Task to carry out
Beginning with the first line and ending with the one containing "Target: utility pole", copy the lines of the listing below exactly; omit everything else.

Information given
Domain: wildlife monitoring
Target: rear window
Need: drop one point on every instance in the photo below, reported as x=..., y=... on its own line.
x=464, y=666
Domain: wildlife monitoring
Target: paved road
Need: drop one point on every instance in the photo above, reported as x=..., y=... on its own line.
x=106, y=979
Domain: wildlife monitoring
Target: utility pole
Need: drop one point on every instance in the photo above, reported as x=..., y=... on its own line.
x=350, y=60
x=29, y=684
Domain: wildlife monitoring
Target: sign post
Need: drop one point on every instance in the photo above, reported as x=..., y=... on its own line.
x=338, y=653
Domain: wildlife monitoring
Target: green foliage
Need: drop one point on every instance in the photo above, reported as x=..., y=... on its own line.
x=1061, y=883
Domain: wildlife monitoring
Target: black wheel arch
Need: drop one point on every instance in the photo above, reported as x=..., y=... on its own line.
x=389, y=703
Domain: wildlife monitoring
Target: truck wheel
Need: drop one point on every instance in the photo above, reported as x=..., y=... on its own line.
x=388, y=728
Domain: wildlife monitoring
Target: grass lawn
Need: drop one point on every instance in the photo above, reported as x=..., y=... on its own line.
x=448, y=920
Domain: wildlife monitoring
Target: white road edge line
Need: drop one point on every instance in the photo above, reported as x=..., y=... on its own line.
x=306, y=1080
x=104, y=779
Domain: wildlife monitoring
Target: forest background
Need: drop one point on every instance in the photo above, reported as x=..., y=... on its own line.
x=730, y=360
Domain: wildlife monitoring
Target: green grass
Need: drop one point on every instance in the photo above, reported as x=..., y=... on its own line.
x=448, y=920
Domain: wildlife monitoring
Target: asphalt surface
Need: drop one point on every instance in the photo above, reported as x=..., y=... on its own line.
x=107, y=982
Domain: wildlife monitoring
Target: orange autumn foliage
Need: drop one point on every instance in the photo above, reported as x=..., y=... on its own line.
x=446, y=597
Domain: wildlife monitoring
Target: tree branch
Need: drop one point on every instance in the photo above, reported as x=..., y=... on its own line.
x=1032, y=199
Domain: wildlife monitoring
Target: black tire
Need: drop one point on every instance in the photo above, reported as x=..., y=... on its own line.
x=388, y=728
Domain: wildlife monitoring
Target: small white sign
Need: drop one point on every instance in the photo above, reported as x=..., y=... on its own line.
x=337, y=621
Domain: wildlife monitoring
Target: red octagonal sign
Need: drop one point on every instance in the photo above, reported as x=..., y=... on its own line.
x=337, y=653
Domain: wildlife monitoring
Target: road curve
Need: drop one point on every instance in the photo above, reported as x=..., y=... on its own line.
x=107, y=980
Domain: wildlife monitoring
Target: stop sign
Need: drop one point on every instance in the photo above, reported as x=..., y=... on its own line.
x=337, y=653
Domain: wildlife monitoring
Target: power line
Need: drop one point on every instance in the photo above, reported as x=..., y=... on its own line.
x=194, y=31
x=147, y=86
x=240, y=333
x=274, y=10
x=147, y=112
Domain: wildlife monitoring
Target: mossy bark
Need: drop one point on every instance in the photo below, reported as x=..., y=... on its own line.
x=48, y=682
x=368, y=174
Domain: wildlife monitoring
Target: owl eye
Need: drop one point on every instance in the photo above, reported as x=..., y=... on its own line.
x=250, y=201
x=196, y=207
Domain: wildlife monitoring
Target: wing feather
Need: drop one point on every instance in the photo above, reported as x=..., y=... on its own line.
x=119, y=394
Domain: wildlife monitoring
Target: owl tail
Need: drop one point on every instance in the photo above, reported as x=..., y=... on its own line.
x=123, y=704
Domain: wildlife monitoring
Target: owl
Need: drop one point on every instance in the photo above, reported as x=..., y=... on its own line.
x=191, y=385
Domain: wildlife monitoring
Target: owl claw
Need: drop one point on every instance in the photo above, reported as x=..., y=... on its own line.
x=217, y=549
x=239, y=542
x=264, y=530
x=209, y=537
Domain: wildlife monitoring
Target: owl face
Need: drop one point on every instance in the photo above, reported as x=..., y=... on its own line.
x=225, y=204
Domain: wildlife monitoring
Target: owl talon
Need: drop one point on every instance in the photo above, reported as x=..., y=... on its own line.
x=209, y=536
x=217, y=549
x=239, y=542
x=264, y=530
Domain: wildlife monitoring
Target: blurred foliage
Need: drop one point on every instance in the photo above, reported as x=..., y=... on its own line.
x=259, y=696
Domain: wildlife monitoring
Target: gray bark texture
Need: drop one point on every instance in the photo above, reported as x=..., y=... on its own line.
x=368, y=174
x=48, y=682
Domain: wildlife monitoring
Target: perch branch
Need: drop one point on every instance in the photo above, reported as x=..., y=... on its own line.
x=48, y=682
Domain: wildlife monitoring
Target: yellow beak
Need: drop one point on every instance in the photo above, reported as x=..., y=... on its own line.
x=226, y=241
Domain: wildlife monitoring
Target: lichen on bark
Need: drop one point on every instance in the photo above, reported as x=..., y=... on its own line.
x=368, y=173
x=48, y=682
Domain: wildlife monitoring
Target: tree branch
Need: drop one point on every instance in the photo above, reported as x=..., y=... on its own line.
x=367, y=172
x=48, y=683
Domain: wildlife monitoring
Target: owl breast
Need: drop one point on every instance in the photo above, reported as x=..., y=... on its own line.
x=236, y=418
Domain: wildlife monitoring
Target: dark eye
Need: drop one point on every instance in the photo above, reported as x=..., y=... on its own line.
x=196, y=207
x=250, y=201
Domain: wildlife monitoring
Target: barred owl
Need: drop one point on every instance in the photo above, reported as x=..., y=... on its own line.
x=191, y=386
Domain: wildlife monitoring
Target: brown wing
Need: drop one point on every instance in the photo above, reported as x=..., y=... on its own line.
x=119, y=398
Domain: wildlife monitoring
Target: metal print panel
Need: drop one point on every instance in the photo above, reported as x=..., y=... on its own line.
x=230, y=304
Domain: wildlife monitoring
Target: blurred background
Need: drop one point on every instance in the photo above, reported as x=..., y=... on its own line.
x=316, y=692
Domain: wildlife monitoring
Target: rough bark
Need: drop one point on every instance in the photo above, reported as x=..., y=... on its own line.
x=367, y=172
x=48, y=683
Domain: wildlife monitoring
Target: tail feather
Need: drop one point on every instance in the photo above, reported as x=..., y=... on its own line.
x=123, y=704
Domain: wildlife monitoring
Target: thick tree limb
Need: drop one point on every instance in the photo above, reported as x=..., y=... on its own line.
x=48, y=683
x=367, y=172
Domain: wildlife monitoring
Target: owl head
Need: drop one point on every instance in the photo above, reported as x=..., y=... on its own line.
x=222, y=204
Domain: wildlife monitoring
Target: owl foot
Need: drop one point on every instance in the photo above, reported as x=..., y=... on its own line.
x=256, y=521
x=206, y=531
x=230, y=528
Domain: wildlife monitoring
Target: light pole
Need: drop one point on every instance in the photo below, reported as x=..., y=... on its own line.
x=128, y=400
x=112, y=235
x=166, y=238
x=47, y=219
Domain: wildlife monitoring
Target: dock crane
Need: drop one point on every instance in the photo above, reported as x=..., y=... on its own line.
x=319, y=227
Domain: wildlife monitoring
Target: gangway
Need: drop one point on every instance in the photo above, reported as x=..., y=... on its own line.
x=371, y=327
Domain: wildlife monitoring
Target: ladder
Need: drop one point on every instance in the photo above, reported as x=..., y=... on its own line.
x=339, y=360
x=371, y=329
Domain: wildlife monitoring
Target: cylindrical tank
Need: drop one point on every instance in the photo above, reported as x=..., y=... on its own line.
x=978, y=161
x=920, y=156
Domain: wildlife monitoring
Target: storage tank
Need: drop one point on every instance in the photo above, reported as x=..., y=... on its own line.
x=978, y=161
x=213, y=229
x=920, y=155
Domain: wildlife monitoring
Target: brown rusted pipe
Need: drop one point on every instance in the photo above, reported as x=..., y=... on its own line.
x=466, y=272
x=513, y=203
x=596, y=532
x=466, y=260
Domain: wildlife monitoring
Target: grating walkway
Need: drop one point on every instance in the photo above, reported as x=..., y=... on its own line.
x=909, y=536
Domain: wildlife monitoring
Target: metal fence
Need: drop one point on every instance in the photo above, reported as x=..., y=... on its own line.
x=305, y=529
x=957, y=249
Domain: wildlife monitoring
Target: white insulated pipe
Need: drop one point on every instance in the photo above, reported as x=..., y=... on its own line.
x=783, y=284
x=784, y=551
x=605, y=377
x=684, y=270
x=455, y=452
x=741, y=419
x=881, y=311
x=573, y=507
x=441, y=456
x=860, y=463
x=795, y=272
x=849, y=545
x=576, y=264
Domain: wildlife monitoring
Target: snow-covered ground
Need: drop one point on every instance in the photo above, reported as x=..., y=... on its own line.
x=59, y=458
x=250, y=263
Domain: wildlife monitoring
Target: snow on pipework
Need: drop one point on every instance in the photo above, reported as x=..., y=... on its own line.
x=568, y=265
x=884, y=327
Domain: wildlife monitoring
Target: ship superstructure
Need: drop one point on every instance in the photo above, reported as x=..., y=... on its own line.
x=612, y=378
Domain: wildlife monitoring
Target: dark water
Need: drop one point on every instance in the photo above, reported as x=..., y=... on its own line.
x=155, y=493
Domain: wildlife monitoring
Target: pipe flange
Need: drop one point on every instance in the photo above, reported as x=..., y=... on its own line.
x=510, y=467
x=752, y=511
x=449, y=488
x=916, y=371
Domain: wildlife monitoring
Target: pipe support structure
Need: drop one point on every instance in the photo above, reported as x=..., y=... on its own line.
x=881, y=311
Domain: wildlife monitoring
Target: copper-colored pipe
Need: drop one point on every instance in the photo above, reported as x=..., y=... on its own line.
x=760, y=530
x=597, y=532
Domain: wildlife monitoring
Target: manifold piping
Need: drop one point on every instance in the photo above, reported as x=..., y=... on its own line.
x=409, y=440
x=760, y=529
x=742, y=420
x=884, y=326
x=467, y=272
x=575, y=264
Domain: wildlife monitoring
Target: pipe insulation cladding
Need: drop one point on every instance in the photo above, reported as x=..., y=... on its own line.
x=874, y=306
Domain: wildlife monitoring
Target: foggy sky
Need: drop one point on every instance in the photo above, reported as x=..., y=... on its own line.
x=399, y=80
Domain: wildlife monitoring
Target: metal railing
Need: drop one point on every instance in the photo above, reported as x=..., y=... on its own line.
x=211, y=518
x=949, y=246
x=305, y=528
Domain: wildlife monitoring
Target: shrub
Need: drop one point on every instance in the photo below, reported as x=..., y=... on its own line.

Problem solution
Domain: wildlife monitoring
Target: rear window
Need: drop one point on every instance in the photo below, reported as x=..., y=... on its own line.
x=464, y=666
Domain: wildlife monitoring
Target: paved road
Need: drop one point on every instance in the photo above, reported as x=..., y=... on its own line.
x=106, y=979
Domain: wildlife monitoring
Target: utility pole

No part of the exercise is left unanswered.